**Passage to read**:

Reduced Data Training:
- The 1% setup is interesting, however, the authors do not clearly show how sensitive their method (or methods in general) are to selection, i.e., there is no clear evaluation on how the choice of the 1% affects the outcome
- There are no statistical evaluations, which would be especially important for the 1% evaluations and with the difference between methods being so narrow at times, initial seed choice might be important too
- There is no evaluation as to what the method would do if the data is incomplete, i.e., if particles are missing from one of the frames. This would be important for real-world applications but due to their reliance on hand-crafted synthetic priors and other narrow datasets, this is not evaluated clearly.
Divergence-Freedom/Loss Terms:
- The Divergence-free loss term is interesting but not using it during testing seems odd as it should be helpful in all cases. However, even the authors note that this would be a limitation in non divergence free settings (which they evaluate one of). Considering the prominence of the divergence-free claim, this needs to be further elucidated (especially considering the statement in line 674)
- The authors claim (178) that even for compressible fluids divergence-freedom can be assumed in practice. While sometimes done, this should be more clearly evaluated as the authors clearly do not use the divergence-free loss in datasets where the assumption would not hold.

**Actions to take**:
**a.** Answer these questions from the review notes:
(i) Which choice do the notes say is not clearly evaluated for its effect on the outcome?
(ii) What kind of incomplete data is given as an example of a case that is not evaluated?
(iii) What do the authors claim (178) can be assumed in practice even for compressible fluids?
**b.** Condense the paragraph in the review notes that begins "The Divergence-free loss term is interesting" into a short bulleted list that keeps its main points.
**c.** Quote from the review notes, word for word, everything from "- The authors" down to "would not hold.".

**Information shown**:
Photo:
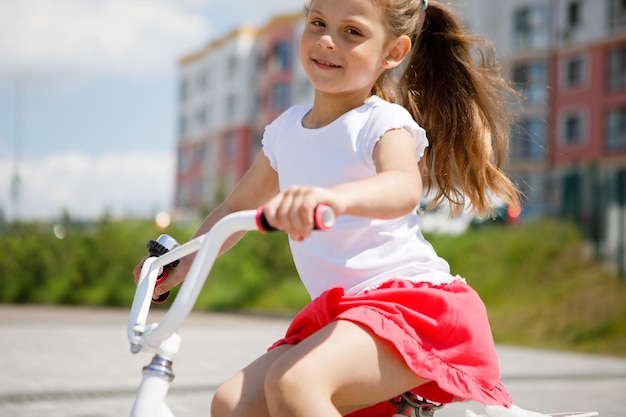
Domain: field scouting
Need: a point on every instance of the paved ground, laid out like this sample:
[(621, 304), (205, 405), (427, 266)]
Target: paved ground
[(75, 362)]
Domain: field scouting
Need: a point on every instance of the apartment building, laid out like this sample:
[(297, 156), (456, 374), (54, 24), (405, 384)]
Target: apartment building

**Complete answers**:
**a.**
(i) The choice of the 1% of data used in the reduced-data setup.
(ii) Particles missing from one of the frames.
(iii) Divergence-freedom.

**b.**
- The divergence-free loss term is interesting, but not using it during testing seems odd, since it should help in all cases.
- The authors note that it would be a limitation in settings that are not divergence free, and they evaluate one such setting.
- Because the divergence-free claim is so prominent, this needs more explanation, especially given the statement in line 674.

**c.**
- The authors claim (178) that even for compressible fluids divergence-freedom can be assumed in practice. While sometimes done, this should be more clearly evaluated as the authors clearly do not use the divergence-free loss in datasets where the assumption would not hold.